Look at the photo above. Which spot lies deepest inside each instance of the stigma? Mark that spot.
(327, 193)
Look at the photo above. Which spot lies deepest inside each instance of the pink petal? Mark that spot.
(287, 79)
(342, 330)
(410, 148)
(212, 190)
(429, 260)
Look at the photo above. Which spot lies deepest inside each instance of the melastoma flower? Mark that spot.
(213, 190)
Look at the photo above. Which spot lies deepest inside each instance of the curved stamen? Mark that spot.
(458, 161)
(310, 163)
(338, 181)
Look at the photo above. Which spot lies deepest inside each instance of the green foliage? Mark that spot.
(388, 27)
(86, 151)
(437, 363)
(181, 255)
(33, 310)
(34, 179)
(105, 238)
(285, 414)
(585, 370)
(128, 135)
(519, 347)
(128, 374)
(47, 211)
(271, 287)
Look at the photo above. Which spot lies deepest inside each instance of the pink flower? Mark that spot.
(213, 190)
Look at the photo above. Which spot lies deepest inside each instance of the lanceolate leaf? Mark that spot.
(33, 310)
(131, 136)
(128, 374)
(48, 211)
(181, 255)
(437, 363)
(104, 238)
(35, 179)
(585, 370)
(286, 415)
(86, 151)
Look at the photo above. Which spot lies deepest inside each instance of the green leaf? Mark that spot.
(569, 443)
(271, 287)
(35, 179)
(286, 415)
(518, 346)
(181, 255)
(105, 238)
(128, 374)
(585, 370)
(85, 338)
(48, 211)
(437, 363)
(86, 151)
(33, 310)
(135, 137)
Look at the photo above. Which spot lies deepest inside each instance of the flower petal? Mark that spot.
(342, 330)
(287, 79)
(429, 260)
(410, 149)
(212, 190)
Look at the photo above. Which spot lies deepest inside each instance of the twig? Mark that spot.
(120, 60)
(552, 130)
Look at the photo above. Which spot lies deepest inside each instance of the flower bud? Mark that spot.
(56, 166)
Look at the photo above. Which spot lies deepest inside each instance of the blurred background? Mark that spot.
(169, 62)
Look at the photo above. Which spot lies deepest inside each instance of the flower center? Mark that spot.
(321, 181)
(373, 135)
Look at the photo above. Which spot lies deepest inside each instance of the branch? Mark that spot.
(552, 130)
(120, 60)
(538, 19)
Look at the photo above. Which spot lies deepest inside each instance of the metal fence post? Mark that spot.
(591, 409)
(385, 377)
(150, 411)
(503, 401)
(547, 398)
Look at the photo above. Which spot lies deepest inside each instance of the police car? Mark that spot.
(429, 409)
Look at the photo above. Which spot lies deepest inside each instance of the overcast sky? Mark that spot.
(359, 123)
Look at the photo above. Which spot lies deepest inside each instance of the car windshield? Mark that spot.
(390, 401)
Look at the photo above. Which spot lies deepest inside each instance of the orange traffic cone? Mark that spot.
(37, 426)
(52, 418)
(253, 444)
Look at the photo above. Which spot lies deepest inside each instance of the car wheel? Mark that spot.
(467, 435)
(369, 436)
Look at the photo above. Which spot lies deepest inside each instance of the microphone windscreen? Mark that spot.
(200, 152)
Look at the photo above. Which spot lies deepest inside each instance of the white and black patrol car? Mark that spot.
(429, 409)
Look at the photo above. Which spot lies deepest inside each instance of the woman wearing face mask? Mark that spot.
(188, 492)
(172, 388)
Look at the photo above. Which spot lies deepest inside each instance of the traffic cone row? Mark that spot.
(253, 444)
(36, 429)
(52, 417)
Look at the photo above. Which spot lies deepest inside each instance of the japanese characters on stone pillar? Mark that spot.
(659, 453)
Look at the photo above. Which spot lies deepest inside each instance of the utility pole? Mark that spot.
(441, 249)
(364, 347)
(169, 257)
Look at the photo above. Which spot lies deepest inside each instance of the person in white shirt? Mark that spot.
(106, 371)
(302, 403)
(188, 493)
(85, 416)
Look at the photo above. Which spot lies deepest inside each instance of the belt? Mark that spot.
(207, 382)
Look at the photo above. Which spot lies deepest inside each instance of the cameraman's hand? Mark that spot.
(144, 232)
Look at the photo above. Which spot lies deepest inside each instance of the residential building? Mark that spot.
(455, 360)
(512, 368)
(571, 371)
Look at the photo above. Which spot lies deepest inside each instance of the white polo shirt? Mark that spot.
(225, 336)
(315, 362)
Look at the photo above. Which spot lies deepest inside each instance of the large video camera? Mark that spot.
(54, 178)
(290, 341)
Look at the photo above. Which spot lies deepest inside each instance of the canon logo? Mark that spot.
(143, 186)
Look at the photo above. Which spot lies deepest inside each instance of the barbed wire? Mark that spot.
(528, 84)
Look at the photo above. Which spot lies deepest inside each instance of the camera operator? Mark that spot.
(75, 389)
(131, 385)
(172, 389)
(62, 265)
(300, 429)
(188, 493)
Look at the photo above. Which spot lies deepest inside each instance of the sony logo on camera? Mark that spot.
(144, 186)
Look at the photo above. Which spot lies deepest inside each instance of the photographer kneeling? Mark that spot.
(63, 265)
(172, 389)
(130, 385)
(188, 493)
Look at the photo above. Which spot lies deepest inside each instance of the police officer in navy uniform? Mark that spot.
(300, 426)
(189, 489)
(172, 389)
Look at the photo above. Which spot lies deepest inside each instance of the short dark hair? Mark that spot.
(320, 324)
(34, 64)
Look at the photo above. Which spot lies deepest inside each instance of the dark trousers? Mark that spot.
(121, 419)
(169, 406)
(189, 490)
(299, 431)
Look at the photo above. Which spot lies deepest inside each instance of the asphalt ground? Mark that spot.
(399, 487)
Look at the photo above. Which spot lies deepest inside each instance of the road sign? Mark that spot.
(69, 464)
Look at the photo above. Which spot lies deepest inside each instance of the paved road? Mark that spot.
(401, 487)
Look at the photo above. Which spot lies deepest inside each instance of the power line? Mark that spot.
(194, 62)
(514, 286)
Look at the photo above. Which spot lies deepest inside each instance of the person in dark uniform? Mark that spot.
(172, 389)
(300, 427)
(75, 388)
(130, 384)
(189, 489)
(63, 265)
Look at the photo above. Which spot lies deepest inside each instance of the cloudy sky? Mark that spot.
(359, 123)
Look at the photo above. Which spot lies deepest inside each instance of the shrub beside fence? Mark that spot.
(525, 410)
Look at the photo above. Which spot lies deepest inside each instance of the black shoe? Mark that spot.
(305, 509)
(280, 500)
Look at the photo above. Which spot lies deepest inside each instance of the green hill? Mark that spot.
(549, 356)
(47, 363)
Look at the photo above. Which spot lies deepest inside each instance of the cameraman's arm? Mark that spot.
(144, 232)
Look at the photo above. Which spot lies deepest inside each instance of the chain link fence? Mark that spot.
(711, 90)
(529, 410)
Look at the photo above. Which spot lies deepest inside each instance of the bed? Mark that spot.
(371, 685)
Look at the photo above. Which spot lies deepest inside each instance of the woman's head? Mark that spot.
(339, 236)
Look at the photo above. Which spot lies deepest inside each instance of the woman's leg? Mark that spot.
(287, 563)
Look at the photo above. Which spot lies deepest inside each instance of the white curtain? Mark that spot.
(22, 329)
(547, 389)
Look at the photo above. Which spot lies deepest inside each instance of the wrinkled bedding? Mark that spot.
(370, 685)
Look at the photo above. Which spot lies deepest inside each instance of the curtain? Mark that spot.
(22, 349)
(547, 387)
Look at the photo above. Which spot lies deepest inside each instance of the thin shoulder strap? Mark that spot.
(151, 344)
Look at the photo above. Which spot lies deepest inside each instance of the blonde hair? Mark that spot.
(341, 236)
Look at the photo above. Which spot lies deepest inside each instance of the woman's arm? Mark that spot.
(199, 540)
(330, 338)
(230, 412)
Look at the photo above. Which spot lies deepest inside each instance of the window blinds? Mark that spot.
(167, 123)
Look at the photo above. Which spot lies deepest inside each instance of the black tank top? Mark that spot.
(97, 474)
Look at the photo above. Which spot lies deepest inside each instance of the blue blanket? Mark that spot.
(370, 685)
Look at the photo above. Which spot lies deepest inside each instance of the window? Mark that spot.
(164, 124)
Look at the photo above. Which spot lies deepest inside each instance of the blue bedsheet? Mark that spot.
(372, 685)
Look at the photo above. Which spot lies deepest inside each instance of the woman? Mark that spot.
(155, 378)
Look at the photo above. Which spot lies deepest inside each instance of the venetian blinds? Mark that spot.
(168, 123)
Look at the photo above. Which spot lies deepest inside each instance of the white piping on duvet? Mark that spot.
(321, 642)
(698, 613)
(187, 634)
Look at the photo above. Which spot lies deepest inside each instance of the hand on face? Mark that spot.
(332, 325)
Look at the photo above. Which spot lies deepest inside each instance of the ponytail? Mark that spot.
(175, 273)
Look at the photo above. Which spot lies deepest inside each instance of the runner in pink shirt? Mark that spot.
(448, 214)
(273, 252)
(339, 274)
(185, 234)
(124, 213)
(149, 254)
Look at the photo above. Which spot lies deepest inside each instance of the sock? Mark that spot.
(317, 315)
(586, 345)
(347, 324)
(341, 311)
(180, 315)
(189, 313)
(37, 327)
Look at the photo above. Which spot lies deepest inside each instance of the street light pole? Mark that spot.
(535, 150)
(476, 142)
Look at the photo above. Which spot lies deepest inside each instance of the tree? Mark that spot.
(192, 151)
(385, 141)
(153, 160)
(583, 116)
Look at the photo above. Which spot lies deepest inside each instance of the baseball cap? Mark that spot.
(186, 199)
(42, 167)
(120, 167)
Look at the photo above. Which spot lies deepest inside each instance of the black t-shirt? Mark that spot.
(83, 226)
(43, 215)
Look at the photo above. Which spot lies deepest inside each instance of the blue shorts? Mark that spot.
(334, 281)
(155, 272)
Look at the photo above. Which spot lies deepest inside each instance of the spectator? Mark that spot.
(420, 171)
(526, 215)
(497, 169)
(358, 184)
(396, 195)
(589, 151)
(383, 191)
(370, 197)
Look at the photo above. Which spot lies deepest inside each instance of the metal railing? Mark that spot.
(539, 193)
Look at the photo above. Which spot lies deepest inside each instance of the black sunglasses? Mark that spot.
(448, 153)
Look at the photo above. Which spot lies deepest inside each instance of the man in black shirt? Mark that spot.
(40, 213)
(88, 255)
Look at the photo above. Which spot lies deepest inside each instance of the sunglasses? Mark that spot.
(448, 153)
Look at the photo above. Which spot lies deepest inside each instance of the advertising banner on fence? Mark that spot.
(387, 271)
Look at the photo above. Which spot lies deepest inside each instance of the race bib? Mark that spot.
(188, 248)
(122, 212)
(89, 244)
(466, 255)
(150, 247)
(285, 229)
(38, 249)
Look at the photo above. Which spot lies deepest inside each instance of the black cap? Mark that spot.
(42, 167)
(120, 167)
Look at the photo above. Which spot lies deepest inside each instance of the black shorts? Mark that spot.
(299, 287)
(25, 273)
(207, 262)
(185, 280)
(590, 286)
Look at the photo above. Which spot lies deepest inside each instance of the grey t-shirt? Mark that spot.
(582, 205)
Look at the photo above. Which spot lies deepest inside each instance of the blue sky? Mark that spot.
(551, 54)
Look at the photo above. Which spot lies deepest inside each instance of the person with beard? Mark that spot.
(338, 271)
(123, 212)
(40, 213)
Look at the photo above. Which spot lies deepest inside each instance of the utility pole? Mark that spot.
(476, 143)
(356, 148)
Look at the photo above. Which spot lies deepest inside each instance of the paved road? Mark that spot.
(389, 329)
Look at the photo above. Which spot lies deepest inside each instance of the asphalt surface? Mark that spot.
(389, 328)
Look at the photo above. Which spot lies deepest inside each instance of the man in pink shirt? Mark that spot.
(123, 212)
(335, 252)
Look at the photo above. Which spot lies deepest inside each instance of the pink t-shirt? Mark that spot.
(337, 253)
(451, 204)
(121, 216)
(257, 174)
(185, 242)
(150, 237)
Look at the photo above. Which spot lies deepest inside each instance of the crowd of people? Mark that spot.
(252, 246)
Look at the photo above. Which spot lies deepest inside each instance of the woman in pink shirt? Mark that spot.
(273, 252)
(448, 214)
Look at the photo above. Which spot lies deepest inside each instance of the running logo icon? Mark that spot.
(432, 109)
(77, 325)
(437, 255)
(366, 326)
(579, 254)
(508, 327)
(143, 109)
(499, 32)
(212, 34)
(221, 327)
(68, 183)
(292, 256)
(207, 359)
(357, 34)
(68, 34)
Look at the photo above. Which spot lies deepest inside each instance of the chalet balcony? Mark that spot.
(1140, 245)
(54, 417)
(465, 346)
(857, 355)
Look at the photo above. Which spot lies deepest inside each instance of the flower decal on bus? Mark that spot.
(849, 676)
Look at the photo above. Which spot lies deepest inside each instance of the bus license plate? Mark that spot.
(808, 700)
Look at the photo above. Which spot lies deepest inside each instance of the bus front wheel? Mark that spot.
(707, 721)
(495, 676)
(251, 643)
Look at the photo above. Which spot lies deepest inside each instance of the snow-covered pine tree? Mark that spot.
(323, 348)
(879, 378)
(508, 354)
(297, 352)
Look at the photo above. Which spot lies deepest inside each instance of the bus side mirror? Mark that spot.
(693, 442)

● ● ● ● ●

Exercise → Copy out only the stretch from the row containing "pine tree? Mark that spot." through the last of the rows, requests included, raising every coordinate in the answers by 104.

Finished task →
Look at the photo above. Which spot lies deepest inside each instance of the snow-covered pine tree? Mark that spot.
(427, 452)
(983, 482)
(612, 458)
(401, 456)
Look at the photo above. Which spot lies deepest inside each instance of the bus side mirror? Mark that spot.
(797, 546)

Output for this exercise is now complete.